## [Assignment]
In total, how many lines of the data contain the word "path"? Only that number is wanted.

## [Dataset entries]
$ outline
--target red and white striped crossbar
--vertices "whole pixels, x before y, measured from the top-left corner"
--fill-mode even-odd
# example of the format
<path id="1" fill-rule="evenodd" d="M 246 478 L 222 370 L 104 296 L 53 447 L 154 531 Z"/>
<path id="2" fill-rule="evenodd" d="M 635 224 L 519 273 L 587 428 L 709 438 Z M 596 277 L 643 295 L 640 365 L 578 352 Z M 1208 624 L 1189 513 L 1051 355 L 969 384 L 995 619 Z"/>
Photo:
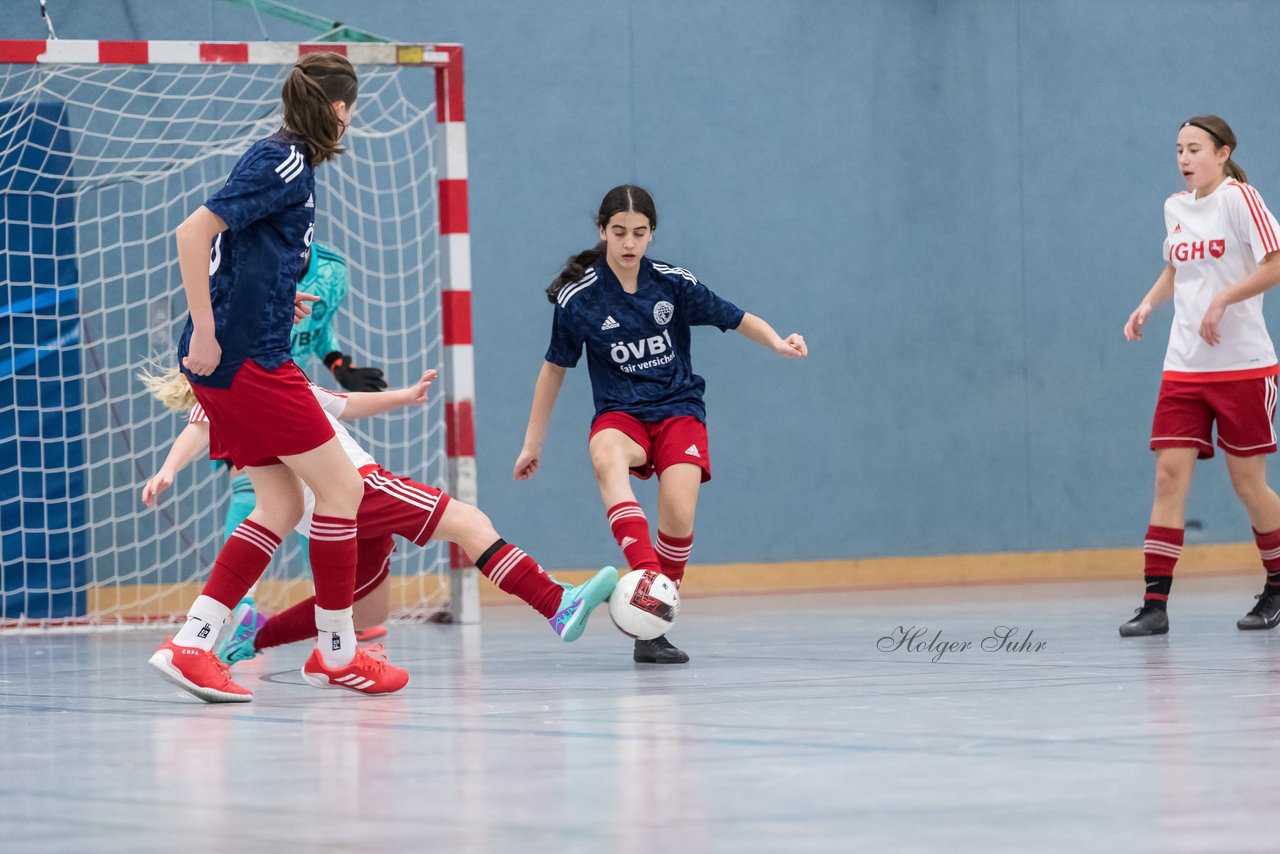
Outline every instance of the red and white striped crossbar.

## [Finished exercise]
2